= Geology of the Northwest Territories =

The geology of the Northwest Territories has been mapped in different quadrangles by the Canadian government. The region has some of the oldest rocks in the world and among the oldest in North America, formed from several sections of stable craton continental crust, including the Slave Craton, Rae Craton and Hearne Craton. These rocks form the Archean and Proterozoic Precambrian basement rock of the region and are the subject of extensive research to understand continental crust and tectonic conditions on the early Earth.

==Geologic history, stratigraphy and tectonics==
The Hearne Craton and Rae Craton are underlain by Archean metasedimentary and metavolcanic rocks. Quartz arenite in the Rae Craton has been interpreted as possible passive margin or rift deposits. Around the world, greenstone belts are a hallmark of ancient Precambrian rocks. The Ennadai-Rankin greenstone belt is the second largest in Canada and displays felsic volcanic and volcaniclastic rocks, as well as mafic rocks reaching greenschist grade on the sequence of metamorphic facies. Laminations in ironstone and pelite formations suggest that the mafic volcanic rocks deposited on the low energy slope of a volcanic plateau, away from wave action. Because of the enormous time distance from the Archean, exact interpretations are less reliable.

In the late Proterozoic, the region was affected by the Wopmay orogeny. Along the edge of the Archean Slave Craton, a 1.1 kilometre thick wedge of carbonates formed the Rocknest Formation, which thins to the east. The Slave Craton (also known as the Slave Province) is smaller than the vast neighboring Superior Province, which extends southward to the Great Lakes. By contrast with the Superior Province, the Slave Province has more sedimentary rocks, more felsic than mafic rocks, more potassium-rich granite and gold and base-metal mineralization. Geologists have inferred ancient sea floor spreading in the western part of the province from dikes and mafic lava flows, overlain by deep ocean turbidite deposits. These rocks are believed to be the remains of oceanic crust that ended up preserved, surrounded on all sides by felsic volcanic rocks and granitoid plutons.
In the area of Snofleld Lake in the northern part of the Slave Province, the remains of Archean stromatolites are preserved in a dolomite unit between felsic volcanic and greywacke-mudstone turbidites, some of the earliest evidence of life, forming in the shallows around volcanic islands.

--*--

• _Job 1_
In the Northwest Territories geology text, rewrite the part starting with "In the area" and going on through "around volcanic islands.", swapping "dolomite" for "limestone".
• _Job 2_
According to the Northwest Territories geology text, what evidence suggests that the mafic volcanic rocks of the Ennadai-Rankin greenstone belt were laid down on the low-energy slope of a volcanic plateau?

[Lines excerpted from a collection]
--*--

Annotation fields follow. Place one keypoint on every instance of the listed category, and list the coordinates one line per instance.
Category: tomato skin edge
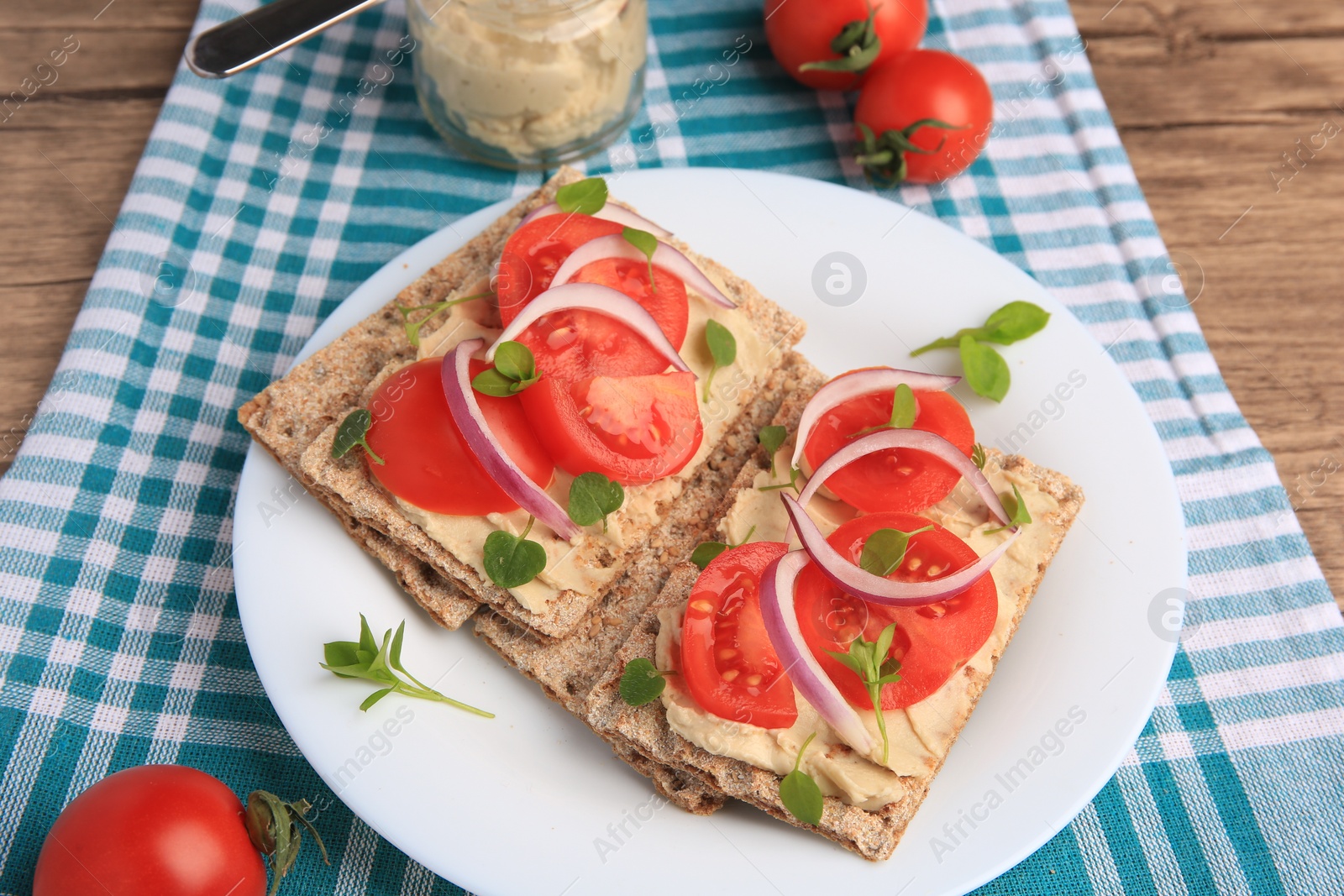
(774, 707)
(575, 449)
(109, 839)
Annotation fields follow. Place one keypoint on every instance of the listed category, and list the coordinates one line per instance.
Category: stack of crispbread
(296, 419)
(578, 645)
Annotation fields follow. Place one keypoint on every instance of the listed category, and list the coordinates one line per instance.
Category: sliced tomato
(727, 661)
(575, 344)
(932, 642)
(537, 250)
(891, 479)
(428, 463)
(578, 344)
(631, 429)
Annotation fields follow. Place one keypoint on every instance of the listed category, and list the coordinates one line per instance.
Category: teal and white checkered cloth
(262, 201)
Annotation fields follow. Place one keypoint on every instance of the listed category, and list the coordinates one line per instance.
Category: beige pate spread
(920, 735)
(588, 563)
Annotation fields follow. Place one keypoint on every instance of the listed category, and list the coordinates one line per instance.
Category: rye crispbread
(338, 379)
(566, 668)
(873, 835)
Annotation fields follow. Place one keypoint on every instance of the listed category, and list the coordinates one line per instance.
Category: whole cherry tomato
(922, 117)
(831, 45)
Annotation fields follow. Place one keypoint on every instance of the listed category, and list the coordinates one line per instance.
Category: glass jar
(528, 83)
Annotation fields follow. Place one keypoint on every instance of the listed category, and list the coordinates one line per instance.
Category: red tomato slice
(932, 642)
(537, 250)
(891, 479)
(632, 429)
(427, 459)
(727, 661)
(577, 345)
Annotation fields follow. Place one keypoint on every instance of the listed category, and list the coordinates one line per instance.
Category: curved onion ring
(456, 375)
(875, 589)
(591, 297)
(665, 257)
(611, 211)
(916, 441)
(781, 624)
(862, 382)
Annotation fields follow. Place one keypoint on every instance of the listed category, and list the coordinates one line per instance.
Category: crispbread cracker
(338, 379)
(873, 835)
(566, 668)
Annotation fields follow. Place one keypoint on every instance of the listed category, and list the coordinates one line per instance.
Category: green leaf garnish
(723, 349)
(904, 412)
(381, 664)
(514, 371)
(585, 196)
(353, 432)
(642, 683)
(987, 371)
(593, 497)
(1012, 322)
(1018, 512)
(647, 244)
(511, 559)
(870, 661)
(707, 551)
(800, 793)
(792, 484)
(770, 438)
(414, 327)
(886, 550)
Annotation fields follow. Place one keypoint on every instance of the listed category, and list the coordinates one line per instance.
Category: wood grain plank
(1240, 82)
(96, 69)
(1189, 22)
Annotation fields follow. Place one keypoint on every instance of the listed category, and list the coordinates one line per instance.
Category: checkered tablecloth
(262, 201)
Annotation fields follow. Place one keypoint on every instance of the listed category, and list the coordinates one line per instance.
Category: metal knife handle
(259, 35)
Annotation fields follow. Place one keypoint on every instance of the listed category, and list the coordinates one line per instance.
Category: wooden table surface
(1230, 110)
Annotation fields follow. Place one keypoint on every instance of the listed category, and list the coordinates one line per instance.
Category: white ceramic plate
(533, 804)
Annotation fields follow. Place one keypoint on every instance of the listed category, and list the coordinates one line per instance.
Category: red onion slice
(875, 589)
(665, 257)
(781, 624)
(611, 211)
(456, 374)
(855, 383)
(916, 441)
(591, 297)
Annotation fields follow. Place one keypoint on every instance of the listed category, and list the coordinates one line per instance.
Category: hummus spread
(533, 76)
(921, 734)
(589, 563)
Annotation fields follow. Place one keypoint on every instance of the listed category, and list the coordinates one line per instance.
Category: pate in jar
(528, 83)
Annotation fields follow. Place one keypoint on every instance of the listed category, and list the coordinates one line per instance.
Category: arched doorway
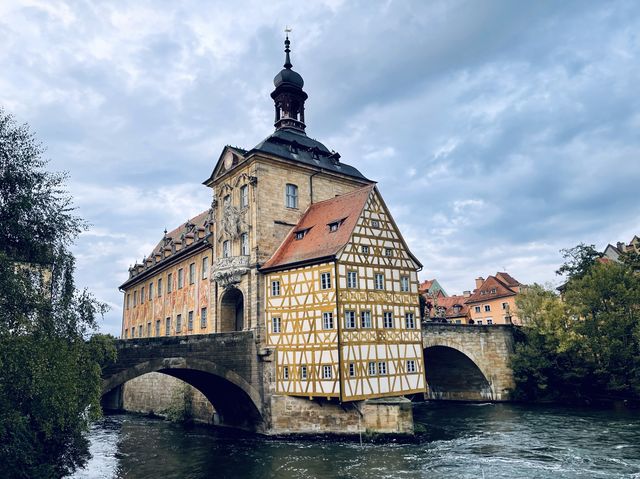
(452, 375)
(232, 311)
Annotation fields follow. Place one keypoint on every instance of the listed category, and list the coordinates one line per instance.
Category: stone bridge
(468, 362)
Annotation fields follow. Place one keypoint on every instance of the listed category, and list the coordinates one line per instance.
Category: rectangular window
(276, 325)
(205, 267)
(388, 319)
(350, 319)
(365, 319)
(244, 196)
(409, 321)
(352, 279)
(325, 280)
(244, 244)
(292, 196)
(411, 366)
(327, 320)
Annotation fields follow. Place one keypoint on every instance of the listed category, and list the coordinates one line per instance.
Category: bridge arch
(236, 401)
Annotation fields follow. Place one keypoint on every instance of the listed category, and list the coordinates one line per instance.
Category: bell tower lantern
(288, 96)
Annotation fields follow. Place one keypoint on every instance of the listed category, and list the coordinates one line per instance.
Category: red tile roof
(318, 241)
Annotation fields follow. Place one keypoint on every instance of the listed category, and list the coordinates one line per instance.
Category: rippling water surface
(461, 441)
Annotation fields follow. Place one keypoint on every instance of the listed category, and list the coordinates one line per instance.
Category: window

--*--

• _Full answer 1_
In the area of Snofleld Lake in the northern part of the Slave Province, the remains of Archean stromatolites are preserved in a limestone unit between felsic volcanic and greywacke-mudstone turbidites, some of the earliest evidence of life, forming in the shallows around volcanic islands.

• _Full answer 2_
The evidence is the laminations in the ironstone and pelite formations. They indicate that the mafic volcanic rocks were deposited on the low-energy slope of a volcanic plateau, away from wave action.